Problems to solve:
• a. In the passage on mass incarceration, in what year did a Yazoo Delta planter make the quoted remark about slavery?
• b. From the passage on mass incarceration, output the text starting with "One hundred and" and going on through "its present one.".

Document passage:
════════

In 1866, a Yazoo Delta planter said, “I think God intended the n—— to be slaves. Now since man has deranged God’s plan, I think the best we can do is keep ’em near to a state of bondage as possible.”
One hundred and forty-eight years later, his ghastly words echo in America’s incarceration epidemic, evidenced by the systematic imprisonment of African Americans. A new form of slavery exists today in the U.S., targeting the same population it did hundreds of years ago, only shrouded under the veil of the prison system. As Tupac put it, “The penitentiary is packed, and it’s filled with blacks.”
I will not equate the injustices of slavery with that of current prisons—doing so trivializes and understates the horrors of the slavery system. It is important, however, to acknowledge the weight that slavery held in shaping the current mass incarceration. Moreover, it is important to recognize the parallels between America’s past systematic oppression of African Americans and its present one.

════════

Given data:

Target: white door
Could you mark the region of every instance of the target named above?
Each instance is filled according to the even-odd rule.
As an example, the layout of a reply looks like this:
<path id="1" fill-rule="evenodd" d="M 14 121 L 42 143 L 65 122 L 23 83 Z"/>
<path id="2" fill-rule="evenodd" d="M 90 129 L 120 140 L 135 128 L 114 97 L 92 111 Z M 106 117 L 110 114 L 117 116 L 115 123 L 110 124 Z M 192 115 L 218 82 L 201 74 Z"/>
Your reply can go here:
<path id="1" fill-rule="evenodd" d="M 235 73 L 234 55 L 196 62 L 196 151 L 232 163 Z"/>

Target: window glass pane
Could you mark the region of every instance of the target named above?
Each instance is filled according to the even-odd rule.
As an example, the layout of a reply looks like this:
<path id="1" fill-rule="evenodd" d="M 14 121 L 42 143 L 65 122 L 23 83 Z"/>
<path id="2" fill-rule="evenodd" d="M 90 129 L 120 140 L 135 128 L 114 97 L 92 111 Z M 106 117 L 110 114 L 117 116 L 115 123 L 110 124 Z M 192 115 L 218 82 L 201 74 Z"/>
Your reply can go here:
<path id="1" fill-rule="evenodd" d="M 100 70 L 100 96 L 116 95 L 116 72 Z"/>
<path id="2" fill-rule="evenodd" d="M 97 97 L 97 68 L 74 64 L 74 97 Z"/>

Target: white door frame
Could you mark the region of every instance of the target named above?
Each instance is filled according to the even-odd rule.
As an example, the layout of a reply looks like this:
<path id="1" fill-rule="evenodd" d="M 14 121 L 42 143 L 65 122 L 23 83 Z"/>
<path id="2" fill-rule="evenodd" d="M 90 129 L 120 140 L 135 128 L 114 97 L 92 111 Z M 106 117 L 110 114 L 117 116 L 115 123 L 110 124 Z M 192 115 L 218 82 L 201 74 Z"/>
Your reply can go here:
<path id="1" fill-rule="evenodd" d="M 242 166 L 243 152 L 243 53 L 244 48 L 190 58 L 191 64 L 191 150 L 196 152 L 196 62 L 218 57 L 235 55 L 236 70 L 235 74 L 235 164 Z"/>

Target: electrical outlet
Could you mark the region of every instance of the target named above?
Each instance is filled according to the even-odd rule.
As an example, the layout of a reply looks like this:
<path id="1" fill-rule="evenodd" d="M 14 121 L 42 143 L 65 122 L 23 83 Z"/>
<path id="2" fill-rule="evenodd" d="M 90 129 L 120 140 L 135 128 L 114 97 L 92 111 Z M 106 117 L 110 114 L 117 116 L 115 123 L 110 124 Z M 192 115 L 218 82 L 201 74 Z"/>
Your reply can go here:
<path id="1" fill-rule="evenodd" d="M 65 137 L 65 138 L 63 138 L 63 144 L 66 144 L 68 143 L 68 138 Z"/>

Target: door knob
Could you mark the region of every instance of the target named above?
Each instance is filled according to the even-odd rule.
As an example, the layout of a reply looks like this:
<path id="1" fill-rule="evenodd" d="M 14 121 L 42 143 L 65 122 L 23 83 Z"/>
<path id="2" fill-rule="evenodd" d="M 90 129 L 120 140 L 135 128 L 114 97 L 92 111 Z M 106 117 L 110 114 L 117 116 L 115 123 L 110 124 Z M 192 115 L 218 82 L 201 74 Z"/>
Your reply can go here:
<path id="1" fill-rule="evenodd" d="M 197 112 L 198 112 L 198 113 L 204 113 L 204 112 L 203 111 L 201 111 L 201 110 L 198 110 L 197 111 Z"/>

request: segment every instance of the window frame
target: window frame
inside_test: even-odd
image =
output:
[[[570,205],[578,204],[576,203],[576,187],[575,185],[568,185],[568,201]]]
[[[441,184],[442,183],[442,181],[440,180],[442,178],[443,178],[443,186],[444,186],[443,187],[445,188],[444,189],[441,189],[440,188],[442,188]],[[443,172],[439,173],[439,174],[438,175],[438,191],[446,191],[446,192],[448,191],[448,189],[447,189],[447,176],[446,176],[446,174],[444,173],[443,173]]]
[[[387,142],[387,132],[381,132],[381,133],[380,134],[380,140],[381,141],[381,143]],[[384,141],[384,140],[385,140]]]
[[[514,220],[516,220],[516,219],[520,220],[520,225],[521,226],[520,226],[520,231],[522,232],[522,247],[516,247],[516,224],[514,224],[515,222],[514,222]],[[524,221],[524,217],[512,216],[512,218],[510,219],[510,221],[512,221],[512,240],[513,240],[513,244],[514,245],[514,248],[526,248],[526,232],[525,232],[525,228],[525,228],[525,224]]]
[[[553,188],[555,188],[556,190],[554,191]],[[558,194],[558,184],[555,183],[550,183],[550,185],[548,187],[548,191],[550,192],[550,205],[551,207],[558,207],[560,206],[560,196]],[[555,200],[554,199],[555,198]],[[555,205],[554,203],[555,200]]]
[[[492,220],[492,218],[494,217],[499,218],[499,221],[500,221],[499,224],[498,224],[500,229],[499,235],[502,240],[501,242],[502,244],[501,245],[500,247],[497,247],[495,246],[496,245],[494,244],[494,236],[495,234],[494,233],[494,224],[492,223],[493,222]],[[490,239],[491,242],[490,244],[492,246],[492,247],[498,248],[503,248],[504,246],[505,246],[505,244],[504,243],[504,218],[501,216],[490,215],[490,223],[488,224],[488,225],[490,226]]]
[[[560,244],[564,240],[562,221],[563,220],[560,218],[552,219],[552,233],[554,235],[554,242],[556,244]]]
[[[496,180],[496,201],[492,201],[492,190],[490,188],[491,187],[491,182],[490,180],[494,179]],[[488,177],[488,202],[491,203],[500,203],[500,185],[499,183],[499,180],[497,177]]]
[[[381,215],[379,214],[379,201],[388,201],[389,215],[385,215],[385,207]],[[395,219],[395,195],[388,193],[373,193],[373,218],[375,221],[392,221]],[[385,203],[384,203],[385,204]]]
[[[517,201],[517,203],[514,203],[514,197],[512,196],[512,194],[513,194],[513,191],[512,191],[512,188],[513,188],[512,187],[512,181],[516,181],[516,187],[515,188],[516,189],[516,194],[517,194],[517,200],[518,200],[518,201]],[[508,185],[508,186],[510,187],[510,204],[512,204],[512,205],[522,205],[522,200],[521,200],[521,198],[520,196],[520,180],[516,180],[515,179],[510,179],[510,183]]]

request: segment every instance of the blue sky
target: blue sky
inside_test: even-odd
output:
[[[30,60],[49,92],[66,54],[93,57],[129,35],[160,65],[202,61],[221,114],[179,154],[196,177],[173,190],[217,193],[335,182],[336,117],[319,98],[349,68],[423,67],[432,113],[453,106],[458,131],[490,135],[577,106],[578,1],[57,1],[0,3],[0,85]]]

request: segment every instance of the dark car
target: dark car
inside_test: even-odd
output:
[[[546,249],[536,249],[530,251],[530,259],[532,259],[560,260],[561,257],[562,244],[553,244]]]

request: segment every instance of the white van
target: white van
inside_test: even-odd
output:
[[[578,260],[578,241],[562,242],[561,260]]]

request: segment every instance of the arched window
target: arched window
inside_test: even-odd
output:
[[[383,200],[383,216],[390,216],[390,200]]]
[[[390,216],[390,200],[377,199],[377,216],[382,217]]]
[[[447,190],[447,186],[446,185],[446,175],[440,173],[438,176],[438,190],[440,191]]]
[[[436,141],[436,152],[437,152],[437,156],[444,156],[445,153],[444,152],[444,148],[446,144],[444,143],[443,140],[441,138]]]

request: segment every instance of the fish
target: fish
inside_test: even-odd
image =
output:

════════

Results by task:
• a. 1866

• b.
One hundred and forty-eight years later, his ghastly words echo in America’s incarceration epidemic, evidenced by the systematic imprisonment of African Americans. A new form of slavery exists today in the U.S., targeting the same population it did hundreds of years ago, only shrouded under the veil of the prison system. As Tupac put it, “The penitentiary is packed, and it’s filled with blacks.”
I will not equate the injustices of slavery with that of current prisons—doing so trivializes and understates the horrors of the slavery system. It is important, however, to acknowledge the weight that slavery held in shaping the current mass incarceration. Moreover, it is important to recognize the parallels between America’s past systematic oppression of African Americans and its present one.